Stored data entries

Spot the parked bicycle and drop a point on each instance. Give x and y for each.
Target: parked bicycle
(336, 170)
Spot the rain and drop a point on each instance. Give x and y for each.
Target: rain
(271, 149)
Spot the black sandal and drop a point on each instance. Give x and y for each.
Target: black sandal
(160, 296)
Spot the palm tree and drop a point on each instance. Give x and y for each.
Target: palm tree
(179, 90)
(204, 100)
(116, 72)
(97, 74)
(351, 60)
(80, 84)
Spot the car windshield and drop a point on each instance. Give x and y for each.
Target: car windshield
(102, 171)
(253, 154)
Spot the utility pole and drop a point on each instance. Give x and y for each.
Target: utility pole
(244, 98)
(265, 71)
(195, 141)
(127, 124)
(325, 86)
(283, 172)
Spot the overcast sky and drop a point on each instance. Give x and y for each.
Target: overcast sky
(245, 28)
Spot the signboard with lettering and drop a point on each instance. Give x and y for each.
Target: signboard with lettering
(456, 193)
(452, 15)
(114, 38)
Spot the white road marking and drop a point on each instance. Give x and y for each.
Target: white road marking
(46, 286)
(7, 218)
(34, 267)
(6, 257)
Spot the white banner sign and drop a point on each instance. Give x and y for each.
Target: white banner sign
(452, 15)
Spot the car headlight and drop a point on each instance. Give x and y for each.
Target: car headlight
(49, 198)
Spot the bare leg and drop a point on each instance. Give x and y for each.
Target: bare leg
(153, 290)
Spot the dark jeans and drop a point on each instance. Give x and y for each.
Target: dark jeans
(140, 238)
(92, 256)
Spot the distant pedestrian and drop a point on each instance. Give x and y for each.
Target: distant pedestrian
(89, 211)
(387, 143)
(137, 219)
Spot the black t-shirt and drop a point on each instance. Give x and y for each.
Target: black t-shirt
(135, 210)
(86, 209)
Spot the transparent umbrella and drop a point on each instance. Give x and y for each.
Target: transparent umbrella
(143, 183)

**What the task requires:** Set down exactly what runs from the line with "Target: overcast sky" to the last line of the data above, including both of those lines and no others.

**Finished task:**
Target: overcast sky
(245, 28)
Spot the signboard with lettering and drop a point on each instance. Give x and y for each.
Target: signboard with lettering
(456, 193)
(452, 15)
(114, 38)
Spot the white road marking and drop a point on each instance. Give x and y for each.
Target: white road marking
(46, 286)
(7, 218)
(34, 267)
(6, 257)
Spot the white banner sign and drop a point on each instance. Give x and y for each.
Target: white banner sign
(452, 15)
Spot the car headlight and drop a point on each instance. Give x and y for each.
Target: car headlight
(49, 198)
Spot the bare leg and drop a point on each instance. Give x and y for each.
Target: bare leg
(153, 290)
Spot the dark jeans and drop a point on each instance. Give x and y for each.
Target: dark jeans
(140, 238)
(92, 256)
Spot the distant pedestrian and drop a point on each instance. Give x and y for each.
Target: distant pedestrian
(89, 211)
(387, 143)
(137, 219)
Spot the black t-shirt and drop a point on each instance. Give x and y for each.
Target: black t-shirt
(135, 210)
(86, 209)
Spot the transparent umbrella and drop a point on each instance. Give x and y for each.
Target: transparent umbrella
(143, 183)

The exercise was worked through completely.